* **ENUNCIADO**:
Cuenta cuántas líneas de las entradas que siguen contienen la cadena "patterned", distinguiendo entre mayúsculas y minúsculas, y responde únicamente con el número.

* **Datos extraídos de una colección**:
• • • •

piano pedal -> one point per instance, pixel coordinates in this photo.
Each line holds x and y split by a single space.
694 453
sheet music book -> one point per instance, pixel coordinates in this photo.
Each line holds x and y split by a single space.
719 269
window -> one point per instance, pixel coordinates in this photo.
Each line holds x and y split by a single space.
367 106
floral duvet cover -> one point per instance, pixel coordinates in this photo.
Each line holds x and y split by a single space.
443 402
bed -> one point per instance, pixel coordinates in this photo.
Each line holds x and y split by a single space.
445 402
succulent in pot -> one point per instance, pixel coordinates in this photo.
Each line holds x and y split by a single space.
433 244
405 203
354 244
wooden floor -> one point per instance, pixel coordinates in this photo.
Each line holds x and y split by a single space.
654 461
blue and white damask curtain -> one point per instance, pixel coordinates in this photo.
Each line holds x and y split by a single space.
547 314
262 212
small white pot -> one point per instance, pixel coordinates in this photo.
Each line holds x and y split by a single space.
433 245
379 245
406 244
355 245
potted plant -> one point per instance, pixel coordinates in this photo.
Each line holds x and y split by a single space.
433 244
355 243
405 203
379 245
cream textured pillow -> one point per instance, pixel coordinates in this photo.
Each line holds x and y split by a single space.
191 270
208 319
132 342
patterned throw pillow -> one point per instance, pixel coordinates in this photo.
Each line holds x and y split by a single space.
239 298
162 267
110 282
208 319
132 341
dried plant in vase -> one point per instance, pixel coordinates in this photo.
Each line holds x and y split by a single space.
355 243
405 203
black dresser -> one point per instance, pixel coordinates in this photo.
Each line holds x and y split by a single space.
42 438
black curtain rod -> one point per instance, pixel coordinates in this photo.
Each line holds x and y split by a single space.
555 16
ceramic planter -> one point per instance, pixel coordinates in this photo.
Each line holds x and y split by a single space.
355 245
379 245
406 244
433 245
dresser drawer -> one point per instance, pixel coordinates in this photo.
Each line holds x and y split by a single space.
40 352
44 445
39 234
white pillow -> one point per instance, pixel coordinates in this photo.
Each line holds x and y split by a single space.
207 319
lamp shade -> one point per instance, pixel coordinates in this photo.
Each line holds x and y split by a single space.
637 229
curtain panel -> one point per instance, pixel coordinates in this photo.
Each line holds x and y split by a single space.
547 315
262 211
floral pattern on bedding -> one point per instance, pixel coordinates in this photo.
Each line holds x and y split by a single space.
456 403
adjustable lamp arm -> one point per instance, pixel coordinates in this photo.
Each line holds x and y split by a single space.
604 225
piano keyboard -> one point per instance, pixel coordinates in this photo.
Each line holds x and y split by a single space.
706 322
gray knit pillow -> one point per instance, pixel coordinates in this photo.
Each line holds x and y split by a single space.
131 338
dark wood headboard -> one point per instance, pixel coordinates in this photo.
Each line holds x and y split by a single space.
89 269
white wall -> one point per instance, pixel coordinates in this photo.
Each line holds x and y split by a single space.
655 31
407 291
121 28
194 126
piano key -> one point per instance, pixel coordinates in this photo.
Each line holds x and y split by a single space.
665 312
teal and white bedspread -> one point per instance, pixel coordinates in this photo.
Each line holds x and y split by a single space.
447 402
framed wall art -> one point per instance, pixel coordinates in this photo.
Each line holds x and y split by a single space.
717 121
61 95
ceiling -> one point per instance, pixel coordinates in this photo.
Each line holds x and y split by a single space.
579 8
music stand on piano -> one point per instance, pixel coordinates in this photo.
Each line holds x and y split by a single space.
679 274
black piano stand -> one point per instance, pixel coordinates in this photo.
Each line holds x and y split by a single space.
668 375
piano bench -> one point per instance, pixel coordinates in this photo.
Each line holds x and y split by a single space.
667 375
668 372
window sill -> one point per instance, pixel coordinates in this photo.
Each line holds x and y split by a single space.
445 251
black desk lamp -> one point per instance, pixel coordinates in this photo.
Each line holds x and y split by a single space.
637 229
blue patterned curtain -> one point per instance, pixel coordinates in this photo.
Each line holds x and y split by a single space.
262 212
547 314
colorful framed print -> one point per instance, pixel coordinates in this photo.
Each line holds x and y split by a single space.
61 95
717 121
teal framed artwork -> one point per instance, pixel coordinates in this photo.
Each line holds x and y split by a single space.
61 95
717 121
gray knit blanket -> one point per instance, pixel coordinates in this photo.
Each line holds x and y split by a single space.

• • • •

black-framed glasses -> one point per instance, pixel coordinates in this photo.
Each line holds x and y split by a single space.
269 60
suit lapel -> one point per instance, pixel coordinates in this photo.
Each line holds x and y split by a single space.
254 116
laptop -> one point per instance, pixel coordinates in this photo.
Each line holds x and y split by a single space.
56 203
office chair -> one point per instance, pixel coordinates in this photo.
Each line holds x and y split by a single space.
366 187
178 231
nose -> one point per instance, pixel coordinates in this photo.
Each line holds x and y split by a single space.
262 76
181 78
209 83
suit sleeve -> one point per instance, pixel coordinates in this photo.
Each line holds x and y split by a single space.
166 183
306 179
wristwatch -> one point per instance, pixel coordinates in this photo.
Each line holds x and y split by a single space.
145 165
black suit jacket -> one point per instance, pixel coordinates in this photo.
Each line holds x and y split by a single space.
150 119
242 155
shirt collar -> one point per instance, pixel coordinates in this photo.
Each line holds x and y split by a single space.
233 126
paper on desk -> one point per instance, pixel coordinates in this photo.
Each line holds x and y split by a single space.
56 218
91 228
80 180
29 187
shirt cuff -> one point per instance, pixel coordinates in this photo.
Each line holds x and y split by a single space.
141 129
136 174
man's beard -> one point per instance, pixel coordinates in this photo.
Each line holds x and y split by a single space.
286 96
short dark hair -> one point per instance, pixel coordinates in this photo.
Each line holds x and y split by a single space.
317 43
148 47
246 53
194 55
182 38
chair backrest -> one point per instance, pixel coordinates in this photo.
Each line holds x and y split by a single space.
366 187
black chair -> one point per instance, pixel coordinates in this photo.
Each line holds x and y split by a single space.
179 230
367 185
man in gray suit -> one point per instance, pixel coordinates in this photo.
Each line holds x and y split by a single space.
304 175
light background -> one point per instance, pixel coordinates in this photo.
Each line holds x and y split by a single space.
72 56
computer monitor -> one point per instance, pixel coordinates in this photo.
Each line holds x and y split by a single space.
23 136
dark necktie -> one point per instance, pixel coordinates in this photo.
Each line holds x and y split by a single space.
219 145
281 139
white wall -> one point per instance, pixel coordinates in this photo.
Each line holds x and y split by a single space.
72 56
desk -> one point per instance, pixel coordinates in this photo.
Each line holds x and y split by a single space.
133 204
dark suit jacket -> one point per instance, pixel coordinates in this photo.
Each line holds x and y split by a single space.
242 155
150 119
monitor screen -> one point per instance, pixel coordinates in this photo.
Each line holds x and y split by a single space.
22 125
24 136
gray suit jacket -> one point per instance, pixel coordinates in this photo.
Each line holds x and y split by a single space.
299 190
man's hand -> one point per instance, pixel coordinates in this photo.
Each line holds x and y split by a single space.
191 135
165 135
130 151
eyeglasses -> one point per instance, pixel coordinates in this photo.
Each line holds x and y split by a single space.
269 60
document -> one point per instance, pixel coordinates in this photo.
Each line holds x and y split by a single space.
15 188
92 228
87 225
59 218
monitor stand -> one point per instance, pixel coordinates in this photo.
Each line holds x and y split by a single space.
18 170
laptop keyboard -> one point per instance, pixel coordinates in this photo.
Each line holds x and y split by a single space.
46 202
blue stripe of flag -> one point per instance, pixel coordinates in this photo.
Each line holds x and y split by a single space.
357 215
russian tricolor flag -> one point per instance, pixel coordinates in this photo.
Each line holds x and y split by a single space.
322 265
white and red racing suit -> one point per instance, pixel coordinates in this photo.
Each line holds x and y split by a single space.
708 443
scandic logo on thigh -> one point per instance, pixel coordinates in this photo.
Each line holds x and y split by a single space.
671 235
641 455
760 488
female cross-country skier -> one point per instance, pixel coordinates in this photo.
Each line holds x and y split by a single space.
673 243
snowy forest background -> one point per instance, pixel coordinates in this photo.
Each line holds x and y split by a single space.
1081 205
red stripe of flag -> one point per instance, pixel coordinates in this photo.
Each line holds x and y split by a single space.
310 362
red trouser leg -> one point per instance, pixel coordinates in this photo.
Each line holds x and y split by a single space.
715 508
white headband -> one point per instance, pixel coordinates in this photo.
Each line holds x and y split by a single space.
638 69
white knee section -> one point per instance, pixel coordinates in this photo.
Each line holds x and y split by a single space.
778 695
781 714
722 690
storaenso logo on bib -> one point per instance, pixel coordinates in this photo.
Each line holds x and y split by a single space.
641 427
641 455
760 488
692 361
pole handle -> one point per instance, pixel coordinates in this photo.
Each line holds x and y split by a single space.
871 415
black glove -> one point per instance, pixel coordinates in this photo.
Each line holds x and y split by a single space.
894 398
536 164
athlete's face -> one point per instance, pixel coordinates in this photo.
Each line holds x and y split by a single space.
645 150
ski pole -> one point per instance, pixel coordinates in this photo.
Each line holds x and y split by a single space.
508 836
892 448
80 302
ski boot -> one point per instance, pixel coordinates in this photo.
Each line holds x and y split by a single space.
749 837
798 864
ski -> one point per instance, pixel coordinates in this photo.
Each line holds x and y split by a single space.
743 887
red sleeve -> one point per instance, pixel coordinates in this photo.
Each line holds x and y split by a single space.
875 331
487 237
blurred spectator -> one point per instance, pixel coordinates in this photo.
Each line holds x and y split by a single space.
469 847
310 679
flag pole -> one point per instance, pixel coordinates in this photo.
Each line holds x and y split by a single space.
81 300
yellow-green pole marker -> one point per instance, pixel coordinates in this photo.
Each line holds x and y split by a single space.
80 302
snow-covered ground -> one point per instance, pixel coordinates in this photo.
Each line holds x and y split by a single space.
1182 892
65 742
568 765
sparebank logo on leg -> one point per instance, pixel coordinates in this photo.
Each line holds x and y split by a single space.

• • • •

* **SOLUCIÓN**:
2